◆ EXERCISE DETAILS
Copy each line of the listing below exactly.

◆ GIVEN DATA
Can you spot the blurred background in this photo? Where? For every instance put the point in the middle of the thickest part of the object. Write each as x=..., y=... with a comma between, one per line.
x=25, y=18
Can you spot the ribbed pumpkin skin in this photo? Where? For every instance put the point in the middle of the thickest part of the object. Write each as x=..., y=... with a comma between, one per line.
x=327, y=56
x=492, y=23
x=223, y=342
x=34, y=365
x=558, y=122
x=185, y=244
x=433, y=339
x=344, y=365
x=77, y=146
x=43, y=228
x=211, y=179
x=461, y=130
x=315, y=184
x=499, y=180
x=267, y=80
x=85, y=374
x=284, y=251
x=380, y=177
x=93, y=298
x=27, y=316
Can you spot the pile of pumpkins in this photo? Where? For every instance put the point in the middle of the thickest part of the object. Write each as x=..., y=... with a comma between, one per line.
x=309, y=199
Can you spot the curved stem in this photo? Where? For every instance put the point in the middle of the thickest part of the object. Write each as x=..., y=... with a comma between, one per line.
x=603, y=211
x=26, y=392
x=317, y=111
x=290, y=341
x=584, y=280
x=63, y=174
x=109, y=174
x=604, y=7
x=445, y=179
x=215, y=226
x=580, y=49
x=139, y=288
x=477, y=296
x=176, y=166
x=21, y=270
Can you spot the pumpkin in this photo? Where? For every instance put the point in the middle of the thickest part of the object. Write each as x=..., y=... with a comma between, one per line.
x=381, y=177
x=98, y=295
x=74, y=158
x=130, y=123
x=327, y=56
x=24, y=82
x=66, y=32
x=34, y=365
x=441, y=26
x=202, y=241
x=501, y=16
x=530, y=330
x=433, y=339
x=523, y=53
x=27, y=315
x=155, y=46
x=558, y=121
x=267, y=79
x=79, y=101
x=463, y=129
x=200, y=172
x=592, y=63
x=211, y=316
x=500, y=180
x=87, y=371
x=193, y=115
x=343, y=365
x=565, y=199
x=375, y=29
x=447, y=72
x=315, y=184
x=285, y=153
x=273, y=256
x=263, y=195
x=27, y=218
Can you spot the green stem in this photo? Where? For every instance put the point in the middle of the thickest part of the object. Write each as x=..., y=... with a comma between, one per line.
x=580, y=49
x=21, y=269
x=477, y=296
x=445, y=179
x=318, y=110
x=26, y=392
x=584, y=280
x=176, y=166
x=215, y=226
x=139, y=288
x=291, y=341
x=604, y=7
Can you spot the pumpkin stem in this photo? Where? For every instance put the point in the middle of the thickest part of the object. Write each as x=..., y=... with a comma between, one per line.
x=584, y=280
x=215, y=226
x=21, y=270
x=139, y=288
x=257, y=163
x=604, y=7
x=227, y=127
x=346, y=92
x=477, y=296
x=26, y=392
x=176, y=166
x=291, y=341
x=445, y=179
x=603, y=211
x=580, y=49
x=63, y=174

◆ YOUR RESPONSE
Can you spot the blurred background in this photo? Where? For every instance put the point in the middle of the thickest part of the object. Write each as x=..., y=... with a comma between, one per line.
x=25, y=18
Can you spot the ribbed pumpkin skin in this photo? Where? For every instance put the point in the middle of the thickest part of the object. Write each as x=..., y=... with a comma between, one per line.
x=327, y=56
x=492, y=23
x=223, y=342
x=34, y=365
x=558, y=122
x=185, y=244
x=433, y=339
x=344, y=365
x=77, y=146
x=43, y=228
x=211, y=179
x=461, y=130
x=315, y=184
x=499, y=180
x=267, y=80
x=85, y=374
x=284, y=251
x=380, y=177
x=93, y=298
x=27, y=316
Can you spot the pile of pumpkins in this photo? Where? For every instance put the point in the middle of the thickest part of the object. Write each as x=..., y=... with a comma between, one per line.
x=309, y=199
Can you spot the curved stem in this photo? Where? For every instance put the point in the middle of the thickest part of the object. Write each as x=..., y=... with a comma between, one per line.
x=603, y=211
x=26, y=392
x=317, y=111
x=290, y=341
x=584, y=280
x=63, y=174
x=109, y=174
x=604, y=7
x=445, y=179
x=215, y=226
x=580, y=49
x=139, y=288
x=477, y=296
x=176, y=166
x=21, y=270
Can you spot the pumpkin in this photo? Where? For every instance put the point in the middle of the thickest part of the object. Write each as x=..., y=... with a comma between, one per line.
x=381, y=177
x=98, y=295
x=74, y=158
x=130, y=123
x=327, y=56
x=24, y=82
x=66, y=32
x=34, y=365
x=441, y=26
x=202, y=241
x=501, y=16
x=530, y=330
x=433, y=339
x=523, y=53
x=27, y=315
x=155, y=46
x=558, y=121
x=267, y=79
x=79, y=101
x=463, y=129
x=200, y=172
x=592, y=63
x=211, y=316
x=500, y=180
x=87, y=371
x=193, y=115
x=343, y=365
x=565, y=199
x=375, y=29
x=447, y=72
x=315, y=184
x=285, y=153
x=273, y=256
x=263, y=195
x=27, y=218
Can you spot the green stem in this photo? Where? For every instance put the point in the middle of the thickest part of the object. Write each as x=..., y=... with a comma between, one per line.
x=580, y=49
x=21, y=269
x=477, y=296
x=445, y=179
x=318, y=110
x=26, y=392
x=584, y=280
x=176, y=166
x=215, y=226
x=139, y=288
x=291, y=341
x=604, y=7
Can you spot the pumpkin stem in this photo? Where? For every instance put the point in the middle of the thickest part of the object. Write each as x=..., y=... with a comma between, one per line.
x=584, y=280
x=215, y=226
x=21, y=270
x=139, y=288
x=257, y=163
x=604, y=7
x=227, y=127
x=346, y=92
x=477, y=296
x=26, y=392
x=176, y=166
x=291, y=341
x=445, y=179
x=603, y=211
x=580, y=49
x=63, y=174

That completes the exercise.